TAREFA PROPOSTA 1
Segundo o texto de leitura, com quantos anos Bruno Paulista começou a jogar bola?

TEXTO DE LEITURA
—————

Postado por - Newton Duarte

Revelando sonho inusitado, Bruno Paulista conta que pensou em desistir da carreira

Entrevista: Bruno Paulista conta que pensou em desistir da carreira e revela sonho inusitado

Atleta contou com o apoio do pai para superar dificuldades do futebol

Bruno Paulista chegou ao Bahia no fim de 2012, mas só estreou pelo time profissional do tricolor em agosto do ano passado. Em apenas seis meses, o menino nascido em Nova Odessa-SP conquistou a torcida com seu bom futebol e aceitou contar sua história.

Como começou essa sua vontade de ser jogador?

Gosto desde pequeno. Eu comecei a jogar bola com cinco anos, em uma escolinha perto de casa, no São José. Através dessa escolinha, fomos jogar um torneio que tinha São Paulo, Ponte Preta e São Caetano, e conseguimos ficar em terceiro lugar. Na partida do terceiro lugar, tinha um olheiro do São Paulo e ele me observou, disse que eu tinha qualidade e me chamou para fazer teste, mas eu não aceitei, porque estava começando, tinha só seis anos e não sabia nem o que era jogar futebol.

—————

REGISTROS PARA PROCESSAR
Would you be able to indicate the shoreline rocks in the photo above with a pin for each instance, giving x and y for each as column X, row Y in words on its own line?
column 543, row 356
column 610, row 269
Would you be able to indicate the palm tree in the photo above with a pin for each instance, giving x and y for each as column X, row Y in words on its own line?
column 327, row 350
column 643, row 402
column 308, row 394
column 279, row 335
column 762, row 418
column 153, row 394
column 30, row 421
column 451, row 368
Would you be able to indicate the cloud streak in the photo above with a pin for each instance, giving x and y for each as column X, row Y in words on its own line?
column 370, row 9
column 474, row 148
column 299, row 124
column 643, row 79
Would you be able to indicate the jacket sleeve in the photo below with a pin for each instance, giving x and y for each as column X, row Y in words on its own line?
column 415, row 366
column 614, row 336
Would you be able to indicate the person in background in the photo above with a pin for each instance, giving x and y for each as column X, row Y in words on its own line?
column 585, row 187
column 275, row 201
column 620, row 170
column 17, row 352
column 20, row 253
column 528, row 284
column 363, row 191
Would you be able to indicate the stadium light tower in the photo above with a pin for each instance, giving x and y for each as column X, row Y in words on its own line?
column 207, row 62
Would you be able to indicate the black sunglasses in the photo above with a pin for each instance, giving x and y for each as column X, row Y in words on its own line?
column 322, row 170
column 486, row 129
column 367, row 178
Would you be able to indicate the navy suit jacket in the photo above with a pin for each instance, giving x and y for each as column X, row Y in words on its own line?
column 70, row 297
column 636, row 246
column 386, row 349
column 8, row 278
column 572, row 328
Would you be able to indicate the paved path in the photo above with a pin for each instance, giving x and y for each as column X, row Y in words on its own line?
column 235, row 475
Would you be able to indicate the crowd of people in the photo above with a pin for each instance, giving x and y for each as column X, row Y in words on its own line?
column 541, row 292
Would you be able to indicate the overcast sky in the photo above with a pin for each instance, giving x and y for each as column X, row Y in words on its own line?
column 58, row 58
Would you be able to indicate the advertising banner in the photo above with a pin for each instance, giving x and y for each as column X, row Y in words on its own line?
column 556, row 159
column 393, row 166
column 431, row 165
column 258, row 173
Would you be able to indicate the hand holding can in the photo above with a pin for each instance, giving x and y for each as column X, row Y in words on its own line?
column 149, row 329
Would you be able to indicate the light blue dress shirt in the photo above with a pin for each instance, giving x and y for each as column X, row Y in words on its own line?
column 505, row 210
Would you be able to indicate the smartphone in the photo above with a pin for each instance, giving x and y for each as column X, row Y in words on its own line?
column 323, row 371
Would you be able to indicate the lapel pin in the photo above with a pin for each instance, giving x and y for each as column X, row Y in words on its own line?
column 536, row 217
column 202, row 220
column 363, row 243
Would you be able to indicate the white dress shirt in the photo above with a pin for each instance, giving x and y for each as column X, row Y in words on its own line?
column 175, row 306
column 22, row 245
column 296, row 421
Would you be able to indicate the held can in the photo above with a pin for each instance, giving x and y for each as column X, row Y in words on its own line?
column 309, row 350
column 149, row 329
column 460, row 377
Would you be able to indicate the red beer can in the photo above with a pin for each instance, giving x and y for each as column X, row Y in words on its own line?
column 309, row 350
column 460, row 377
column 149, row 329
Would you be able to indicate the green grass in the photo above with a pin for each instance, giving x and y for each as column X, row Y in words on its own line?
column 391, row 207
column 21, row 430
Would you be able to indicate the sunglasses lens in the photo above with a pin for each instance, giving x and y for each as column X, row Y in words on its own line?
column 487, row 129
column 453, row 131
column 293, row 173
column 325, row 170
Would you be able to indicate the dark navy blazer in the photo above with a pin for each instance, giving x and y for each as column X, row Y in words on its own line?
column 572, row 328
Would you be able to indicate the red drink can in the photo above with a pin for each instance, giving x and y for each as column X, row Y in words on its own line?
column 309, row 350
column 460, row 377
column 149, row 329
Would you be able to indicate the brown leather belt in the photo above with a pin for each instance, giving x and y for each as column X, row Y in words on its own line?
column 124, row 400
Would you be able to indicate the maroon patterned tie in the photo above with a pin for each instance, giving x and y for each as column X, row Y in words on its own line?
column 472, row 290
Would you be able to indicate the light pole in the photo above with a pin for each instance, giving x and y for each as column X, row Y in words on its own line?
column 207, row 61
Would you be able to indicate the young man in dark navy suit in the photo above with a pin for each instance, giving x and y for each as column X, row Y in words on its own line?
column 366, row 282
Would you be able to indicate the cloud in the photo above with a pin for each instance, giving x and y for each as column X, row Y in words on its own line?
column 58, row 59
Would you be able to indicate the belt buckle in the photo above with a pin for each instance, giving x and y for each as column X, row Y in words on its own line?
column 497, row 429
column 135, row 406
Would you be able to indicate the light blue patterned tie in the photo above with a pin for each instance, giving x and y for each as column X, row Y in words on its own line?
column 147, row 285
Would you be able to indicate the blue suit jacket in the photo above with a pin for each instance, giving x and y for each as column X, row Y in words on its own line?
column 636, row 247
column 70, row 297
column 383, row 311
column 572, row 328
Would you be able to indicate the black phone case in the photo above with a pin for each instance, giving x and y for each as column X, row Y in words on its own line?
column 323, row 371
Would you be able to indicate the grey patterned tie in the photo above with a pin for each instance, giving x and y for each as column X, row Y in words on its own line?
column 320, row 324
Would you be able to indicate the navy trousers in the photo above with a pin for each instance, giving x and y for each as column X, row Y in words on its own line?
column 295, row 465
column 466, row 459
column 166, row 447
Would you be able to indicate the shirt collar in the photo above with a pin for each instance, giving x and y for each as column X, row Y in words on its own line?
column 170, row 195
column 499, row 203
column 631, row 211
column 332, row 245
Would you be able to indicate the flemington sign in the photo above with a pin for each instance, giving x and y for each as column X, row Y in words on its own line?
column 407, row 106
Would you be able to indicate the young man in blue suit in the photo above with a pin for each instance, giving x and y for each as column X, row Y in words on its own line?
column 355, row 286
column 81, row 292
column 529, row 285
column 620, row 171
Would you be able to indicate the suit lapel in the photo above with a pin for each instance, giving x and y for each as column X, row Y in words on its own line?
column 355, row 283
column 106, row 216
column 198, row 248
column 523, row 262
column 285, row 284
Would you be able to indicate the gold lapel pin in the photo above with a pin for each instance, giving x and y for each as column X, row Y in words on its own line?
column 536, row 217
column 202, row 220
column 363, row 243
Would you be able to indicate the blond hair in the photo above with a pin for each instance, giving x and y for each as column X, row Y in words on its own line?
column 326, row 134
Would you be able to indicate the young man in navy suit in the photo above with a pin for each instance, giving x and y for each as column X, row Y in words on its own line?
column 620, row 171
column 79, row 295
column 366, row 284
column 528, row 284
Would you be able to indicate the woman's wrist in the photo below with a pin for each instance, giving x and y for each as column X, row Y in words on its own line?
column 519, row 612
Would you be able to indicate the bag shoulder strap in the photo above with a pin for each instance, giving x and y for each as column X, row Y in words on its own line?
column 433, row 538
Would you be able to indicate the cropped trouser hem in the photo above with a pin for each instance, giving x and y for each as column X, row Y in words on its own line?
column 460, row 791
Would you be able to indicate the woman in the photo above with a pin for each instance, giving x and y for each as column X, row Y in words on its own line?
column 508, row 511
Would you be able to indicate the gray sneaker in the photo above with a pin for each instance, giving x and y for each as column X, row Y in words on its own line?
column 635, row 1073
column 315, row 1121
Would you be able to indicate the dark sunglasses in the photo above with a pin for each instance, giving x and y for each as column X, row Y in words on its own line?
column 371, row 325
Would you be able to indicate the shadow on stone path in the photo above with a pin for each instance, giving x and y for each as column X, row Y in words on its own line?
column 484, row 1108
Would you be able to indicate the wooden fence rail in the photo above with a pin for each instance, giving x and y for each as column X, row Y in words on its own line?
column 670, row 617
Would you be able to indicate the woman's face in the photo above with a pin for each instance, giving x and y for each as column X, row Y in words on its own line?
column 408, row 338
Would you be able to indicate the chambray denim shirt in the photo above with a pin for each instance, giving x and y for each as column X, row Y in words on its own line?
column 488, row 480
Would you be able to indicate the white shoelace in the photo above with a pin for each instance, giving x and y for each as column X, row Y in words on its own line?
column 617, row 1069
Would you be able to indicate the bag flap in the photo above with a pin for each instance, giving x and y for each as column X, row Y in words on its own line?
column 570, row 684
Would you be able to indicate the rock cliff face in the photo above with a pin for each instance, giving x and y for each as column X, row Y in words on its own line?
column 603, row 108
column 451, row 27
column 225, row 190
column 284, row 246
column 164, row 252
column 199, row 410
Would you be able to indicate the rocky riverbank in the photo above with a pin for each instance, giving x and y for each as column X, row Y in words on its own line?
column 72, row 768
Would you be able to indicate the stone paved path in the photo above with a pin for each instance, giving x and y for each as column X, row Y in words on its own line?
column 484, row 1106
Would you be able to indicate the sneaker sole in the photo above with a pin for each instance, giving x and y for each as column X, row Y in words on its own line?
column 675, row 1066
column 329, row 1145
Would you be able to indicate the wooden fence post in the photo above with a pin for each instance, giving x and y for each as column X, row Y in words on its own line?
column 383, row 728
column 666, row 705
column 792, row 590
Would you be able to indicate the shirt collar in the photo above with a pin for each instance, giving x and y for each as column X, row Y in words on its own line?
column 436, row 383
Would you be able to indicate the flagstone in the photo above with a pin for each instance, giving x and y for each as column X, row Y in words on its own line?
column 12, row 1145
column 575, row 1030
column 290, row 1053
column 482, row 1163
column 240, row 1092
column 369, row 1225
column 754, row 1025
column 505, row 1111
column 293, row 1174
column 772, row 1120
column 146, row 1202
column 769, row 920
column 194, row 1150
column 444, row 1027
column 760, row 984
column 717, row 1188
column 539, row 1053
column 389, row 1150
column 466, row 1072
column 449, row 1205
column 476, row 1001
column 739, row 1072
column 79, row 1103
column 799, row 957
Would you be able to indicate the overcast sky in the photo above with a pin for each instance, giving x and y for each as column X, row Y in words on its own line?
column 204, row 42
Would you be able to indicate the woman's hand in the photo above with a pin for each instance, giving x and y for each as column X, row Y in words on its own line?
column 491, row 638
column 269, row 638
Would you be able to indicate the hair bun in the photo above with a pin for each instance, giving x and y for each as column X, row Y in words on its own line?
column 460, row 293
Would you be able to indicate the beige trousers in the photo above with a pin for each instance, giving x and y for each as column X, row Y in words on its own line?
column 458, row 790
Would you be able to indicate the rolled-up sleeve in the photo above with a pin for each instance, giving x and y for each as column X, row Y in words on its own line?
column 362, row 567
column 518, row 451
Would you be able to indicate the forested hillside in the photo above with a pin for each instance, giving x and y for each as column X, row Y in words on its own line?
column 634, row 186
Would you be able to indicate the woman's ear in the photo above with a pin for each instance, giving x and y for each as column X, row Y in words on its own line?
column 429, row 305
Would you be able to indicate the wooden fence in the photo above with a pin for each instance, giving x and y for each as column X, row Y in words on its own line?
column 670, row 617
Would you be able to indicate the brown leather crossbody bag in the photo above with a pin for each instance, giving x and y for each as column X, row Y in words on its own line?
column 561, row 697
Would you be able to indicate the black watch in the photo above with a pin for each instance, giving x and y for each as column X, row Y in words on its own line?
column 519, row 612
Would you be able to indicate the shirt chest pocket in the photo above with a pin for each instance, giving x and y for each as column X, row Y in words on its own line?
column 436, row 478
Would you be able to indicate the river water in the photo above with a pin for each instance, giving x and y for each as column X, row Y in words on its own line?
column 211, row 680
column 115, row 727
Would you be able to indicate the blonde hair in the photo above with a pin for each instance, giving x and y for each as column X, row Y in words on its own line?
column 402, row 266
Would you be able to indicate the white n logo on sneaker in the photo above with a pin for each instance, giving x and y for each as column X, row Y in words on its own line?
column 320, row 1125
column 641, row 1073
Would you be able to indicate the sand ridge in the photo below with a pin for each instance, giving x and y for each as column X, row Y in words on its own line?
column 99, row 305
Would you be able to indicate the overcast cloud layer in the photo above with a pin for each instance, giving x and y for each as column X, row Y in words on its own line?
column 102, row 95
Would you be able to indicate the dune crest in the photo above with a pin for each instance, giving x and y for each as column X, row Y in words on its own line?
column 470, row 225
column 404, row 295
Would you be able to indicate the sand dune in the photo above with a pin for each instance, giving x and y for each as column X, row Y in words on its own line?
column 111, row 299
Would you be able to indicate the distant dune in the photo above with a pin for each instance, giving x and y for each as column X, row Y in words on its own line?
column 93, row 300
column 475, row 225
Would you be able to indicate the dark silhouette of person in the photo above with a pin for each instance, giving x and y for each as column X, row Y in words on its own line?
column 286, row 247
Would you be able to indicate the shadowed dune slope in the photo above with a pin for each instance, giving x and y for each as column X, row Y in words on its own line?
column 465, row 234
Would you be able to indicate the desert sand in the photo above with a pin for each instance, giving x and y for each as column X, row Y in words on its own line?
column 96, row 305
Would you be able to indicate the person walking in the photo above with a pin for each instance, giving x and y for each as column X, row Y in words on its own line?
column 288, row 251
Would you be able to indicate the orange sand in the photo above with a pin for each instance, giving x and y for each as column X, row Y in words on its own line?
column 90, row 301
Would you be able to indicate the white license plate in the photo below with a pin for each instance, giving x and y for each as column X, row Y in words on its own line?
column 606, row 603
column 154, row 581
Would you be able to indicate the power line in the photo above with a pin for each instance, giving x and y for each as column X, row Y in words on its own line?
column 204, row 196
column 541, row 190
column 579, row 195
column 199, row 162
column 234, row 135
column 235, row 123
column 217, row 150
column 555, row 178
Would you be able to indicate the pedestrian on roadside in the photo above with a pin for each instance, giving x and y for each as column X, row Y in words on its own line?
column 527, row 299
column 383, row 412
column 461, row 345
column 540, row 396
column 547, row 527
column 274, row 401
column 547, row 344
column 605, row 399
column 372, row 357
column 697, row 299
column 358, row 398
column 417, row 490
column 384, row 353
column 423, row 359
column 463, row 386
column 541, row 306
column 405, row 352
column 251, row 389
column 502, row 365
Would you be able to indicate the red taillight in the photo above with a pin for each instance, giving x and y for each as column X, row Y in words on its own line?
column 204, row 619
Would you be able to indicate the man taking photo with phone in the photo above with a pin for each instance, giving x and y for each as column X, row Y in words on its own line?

—————

TAREFA PROPOSTA 2
Reescreva como uma lista JSON de strings, uma por linha e sem linhas em branco, somente o trecho dos registros que vai da linha que contém "Would you be able to indicate the stone" até a linha que contém "column 484, row 1106", incluindo ambas.

RESULTADO ESPERADO 1
Com cinco anos.

RESULTADO ESPERADO 2
[
  "Would you be able to indicate the stone paved path in the photo above with a pin for each instance, giving x and y for each as column X, row Y in words on its own line?",
  "column 484, row 1106"
]